What you need to do:
- A) Please reproduce the part of the Novo Nordisk breach post that opens with the words containing "Developer identities lead" and closes with "a high-security asset?".
- B) Answer these questions using the Novo Nordisk breach post:
(i) Which two products is the company known for?
(ii) How large is the trained AI model named NovoPert?
(iii) Was any ransomware found?

──────── Source document

𝗡𝗼𝘃𝗼 𝗡𝗼𝗿𝗱𝗶𝘀𝗸 𝗕𝗿𝗲𝗮𝗰𝗵 𝗘𝘅𝗽𝗼𝘀𝗲𝘀 𝗔𝗜 𝗥𝗶𝘀𝗸𝘀
Novo Nordisk confirmed a cyberattack this week. The company behind Ozempic and Wegovy lost internal IT data. Attackers took pseudonymized patient data from clinical trials.
The stolen patient info includes:
- Patient IDs and sex
- Year of birth
- Biomarkers and health data
- Lifestyle factors like BMI and smoking status
They also took healthcare professional data like names, emails, and phone numbers.
A group called Dragonfly claims they stole more than just patient records. They claim to have taken:
- A 16.7 GB trained AI model named NovoPert
- A 407 MB proprietary biological training dataset
- Full source code for the training pipeline
- Internal maps of infrastructure and HPC clusters
- Over 53 GB of container images
- Developer identities and private GitHub URLs
Novo Nordisk has not confirmed these AI claims. No ransomware was found.
If these claims are true, the AI assets are more valuable than the patient data. These models represent years of research. Competitors or hackers could use this data for huge gains.
This breach shows two major problems for companies building AI:
AI infrastructure is a massive attack surface. Leaked container images often contain credentials and network maps. This gives attackers a blueprint of your entire system.
Developer identities lead to supply chain attacks. When attackers know which developers work on which repos, they can target them with precision. Phishing becomes much easier when the target is known.
Patient data breaches are serious. But if the AI theft claims are real, this is a shift in how hackers operate. They are now targeting intellectual property in AI models directly.
How does your team secure AI training infrastructure? Do you treat it as a research zone or a high-security asset?

────────────────
──────── Provided information

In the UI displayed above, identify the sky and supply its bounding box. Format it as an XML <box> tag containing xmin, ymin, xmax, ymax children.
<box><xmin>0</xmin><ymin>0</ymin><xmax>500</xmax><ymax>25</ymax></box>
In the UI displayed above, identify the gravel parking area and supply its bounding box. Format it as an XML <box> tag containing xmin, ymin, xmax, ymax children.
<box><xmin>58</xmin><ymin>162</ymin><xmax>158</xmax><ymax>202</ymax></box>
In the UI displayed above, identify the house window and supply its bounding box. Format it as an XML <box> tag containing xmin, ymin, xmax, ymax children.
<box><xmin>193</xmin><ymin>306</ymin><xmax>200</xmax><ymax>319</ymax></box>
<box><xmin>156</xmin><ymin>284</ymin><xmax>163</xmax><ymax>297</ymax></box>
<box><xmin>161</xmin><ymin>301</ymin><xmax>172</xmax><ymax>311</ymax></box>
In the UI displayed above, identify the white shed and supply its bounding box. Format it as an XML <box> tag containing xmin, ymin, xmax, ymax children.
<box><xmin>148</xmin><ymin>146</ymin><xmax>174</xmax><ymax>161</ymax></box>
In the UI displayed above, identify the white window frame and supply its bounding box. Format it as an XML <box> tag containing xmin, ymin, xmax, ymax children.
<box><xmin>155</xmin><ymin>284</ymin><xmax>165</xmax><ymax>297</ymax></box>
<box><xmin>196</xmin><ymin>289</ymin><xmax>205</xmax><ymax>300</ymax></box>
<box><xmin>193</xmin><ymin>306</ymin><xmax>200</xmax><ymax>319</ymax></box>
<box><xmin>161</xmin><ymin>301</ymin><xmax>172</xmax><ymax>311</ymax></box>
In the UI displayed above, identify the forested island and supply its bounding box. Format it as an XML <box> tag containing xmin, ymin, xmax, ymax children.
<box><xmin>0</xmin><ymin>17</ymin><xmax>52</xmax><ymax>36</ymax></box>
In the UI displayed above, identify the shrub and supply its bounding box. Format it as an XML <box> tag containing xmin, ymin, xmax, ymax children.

────────────────

Answer list:
- A)
Developer identities lead to supply chain attacks. When attackers know which developers work on which repos, they can target them with precision. Phishing becomes much easier when the target is known.
Patient data breaches are serious. But if the AI theft claims are real, this is a shift in how hackers operate. They are now targeting intellectual property in AI models directly.
How does your team secure AI training infrastructure? Do you treat it as a research zone or a high-security asset?

- B)
(i) Ozempic and Wegovy
(ii) 16.7 GB
(iii) No